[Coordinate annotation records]
--- BEGIN ---
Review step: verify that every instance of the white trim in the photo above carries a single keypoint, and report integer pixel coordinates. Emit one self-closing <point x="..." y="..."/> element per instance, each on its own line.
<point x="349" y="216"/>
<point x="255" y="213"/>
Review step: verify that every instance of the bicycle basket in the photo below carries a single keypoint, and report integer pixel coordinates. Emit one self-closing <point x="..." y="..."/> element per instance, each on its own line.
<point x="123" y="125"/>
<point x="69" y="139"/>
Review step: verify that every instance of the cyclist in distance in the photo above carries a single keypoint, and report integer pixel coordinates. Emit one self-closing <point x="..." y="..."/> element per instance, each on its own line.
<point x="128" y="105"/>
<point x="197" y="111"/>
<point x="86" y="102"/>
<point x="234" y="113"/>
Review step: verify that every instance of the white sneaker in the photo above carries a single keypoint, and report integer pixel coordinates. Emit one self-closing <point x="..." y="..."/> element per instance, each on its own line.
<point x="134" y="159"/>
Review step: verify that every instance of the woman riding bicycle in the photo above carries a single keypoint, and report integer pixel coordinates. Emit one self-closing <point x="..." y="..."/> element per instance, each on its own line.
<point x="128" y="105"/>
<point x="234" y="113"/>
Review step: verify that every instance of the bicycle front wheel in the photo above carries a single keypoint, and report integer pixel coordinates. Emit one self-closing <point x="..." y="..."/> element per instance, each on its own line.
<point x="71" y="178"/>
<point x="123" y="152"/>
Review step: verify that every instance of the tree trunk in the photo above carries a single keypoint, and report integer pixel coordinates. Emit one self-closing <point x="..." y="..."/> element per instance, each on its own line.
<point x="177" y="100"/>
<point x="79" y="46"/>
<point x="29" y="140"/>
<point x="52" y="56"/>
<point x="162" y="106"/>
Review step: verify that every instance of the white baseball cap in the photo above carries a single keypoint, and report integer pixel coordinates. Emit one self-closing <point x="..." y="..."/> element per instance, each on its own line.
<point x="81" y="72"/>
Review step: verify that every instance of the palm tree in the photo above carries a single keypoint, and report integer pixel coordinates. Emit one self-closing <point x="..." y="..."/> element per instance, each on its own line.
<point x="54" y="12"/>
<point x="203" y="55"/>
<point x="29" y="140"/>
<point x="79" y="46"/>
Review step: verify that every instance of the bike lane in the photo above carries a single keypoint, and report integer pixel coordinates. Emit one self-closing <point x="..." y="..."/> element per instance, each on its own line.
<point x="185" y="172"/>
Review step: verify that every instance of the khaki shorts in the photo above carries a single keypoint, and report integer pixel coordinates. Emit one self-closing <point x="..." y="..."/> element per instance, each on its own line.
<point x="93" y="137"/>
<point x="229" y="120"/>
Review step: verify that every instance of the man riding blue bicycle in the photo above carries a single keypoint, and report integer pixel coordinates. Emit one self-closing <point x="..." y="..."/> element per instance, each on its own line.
--- END ---
> **Work required**:
Recast all the records above as a Markdown table with two columns, Row and Line. Put a row number in Row, put each line in Line, and leave out blank lines.

> **The result**:
| Row | Line |
|---|---|
| 1 | Review step: verify that every instance of the white trim in the photo above carries a single keypoint, and report integer pixel coordinates. Emit one self-closing <point x="..." y="..."/> element per instance, each on its own line. |
| 2 | <point x="349" y="216"/> |
| 3 | <point x="255" y="213"/> |
| 4 | Review step: verify that every instance of the bicycle basket in the photo below carries a single keypoint, and report integer pixel coordinates. Emit one self-closing <point x="..." y="..."/> element per instance, each on its own line. |
| 5 | <point x="123" y="125"/> |
| 6 | <point x="69" y="139"/> |
| 7 | Review step: verify that every instance of the cyclist in distance in the photo above carries a single keypoint, and report integer pixel coordinates. Emit one self-closing <point x="..." y="..."/> element per instance, each on its own line. |
| 8 | <point x="128" y="105"/> |
| 9 | <point x="197" y="111"/> |
| 10 | <point x="86" y="102"/> |
| 11 | <point x="234" y="113"/> |
| 12 | Review step: verify that every instance of the white sneaker in the photo above carries a single keypoint, and report integer pixel coordinates. Emit one self-closing <point x="..." y="..."/> element per instance, each on its own line. |
| 13 | <point x="134" y="159"/> |
| 14 | Review step: verify that every instance of the woman riding bicycle in the photo above carries a single keypoint, and report integer pixel coordinates. Emit one self-closing <point x="..." y="..."/> element per instance, each on its own line. |
| 15 | <point x="128" y="105"/> |
| 16 | <point x="234" y="113"/> |
| 17 | Review step: verify that every instance of the bicycle front wheel in the photo above carries a single keypoint, and report integer pixel coordinates. Emit one self-closing <point x="..." y="..."/> element per instance, each on its own line. |
| 18 | <point x="71" y="178"/> |
| 19 | <point x="123" y="152"/> |
| 20 | Review step: verify that every instance of the tree trunk in the photo above carries a single keypoint, and report integer pixel coordinates. Emit one self-closing <point x="..." y="..."/> element per instance, each on its own line. |
| 21 | <point x="177" y="100"/> |
| 22 | <point x="79" y="46"/> |
| 23 | <point x="29" y="140"/> |
| 24 | <point x="52" y="56"/> |
| 25 | <point x="162" y="106"/> |
| 26 | Review step: verify that every instance of the white baseball cap in the photo above carries a single keypoint, and report integer pixel coordinates. Emit one self-closing <point x="..." y="..."/> element per instance, each on its own line. |
| 27 | <point x="81" y="72"/> |
| 28 | Review step: verify that every instance of the palm tree in the photo above carries a single keypoint, and report integer pixel coordinates. Emit one self-closing <point x="..." y="..."/> element per instance, each on its own line. |
| 29 | <point x="54" y="12"/> |
| 30 | <point x="203" y="55"/> |
| 31 | <point x="29" y="140"/> |
| 32 | <point x="79" y="46"/> |
| 33 | Review step: verify that every instance of the bike lane in the photo above carries a single keypoint, and report integer pixel coordinates. Emit one self-closing <point x="..." y="..."/> element per instance, each on its own line. |
| 34 | <point x="185" y="172"/> |
| 35 | Review step: verify that every instance of the khaki shorts in the photo above carries a single keypoint, and report integer pixel coordinates. Emit one self-closing <point x="..." y="..."/> element per instance, each on its own line. |
| 36 | <point x="93" y="137"/> |
| 37 | <point x="229" y="120"/> |
| 38 | Review step: verify that every instance of the man riding blue bicycle in the photo above carries a single keypoint, and report integer pixel coordinates. Emit one self-closing <point x="..." y="..."/> element per instance, each on its own line. |